## Instruction
Answer these from the forum post on NaN loss with a tabular learner:
1. What accuracy does the poster report getting?
2. What value is assigned to valid_pct in the code?
3. What column name is dep_var set to?

NaN Loss with Tabular Learner

jgilbert2000 · August 24, 2019, 4:38pm

I’m getting NaN values for train loss and valid loss when training with a tabular learner, with training time of 0:00, and I’m getting an accuracy of about 0.55. The only main difference between my notebook and the lesson4-tabular notebook is my dataframe only has continuous variables (with the exception of dep_var, which is a boolean).

If anyone has any idea as to how I could go about troubleshooting this problem, any help would be appreciated.

Here’s some of my code:

cont_names = ['A','B','C','D'] # (where A, B,C, D are columns of the dataframe)
cat_names = []
procs = [FillMissing, Categorify, Normalize]


# Percent of original dataframe
test_pct = 0.1
valid_pct = 0.2

# Masks for separating dataframe sets
cut_test = int(test_pct * len(df))+1
cut_valid = int(valid_pct*len(df))+cut_test

valid_indx = range(cut_test,cut_valid) # range of validation indices, used for fastai
dep_var = 'result'

test = TabularList.from_df(df.iloc[cut_test:cut_valid].copy(), cat_names=cat_names, cont_names=cont_names)

## Source material
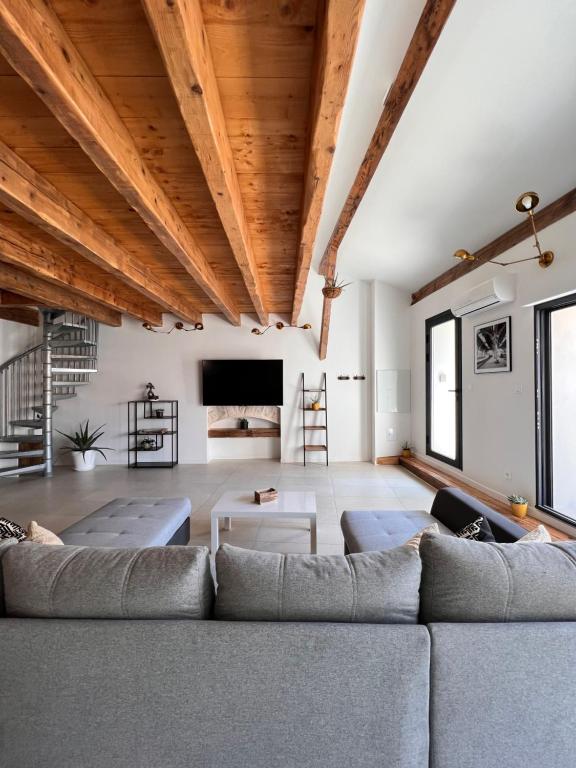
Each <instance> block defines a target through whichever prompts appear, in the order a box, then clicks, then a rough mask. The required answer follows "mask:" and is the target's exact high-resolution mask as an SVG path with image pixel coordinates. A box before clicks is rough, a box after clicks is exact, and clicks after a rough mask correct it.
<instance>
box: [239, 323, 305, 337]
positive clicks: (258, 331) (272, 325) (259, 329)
mask: <svg viewBox="0 0 576 768" xmlns="http://www.w3.org/2000/svg"><path fill="white" fill-rule="evenodd" d="M270 328H276V329H277V330H279V331H282V330H284V328H300V330H302V331H309V330H310V328H312V326H311V325H310V323H304V325H292V324H288V323H283V322H282V321H280V320H279V321H278V322H277V323H272V325H268V326H266V328H264V330H263V331H261V330H260V328H252V333H253V334H254V335H255V336H264V334H265V333H266V332H267V331H269V330H270Z"/></svg>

## Output
1. About 0.55.
2. 0.2
3. 'result'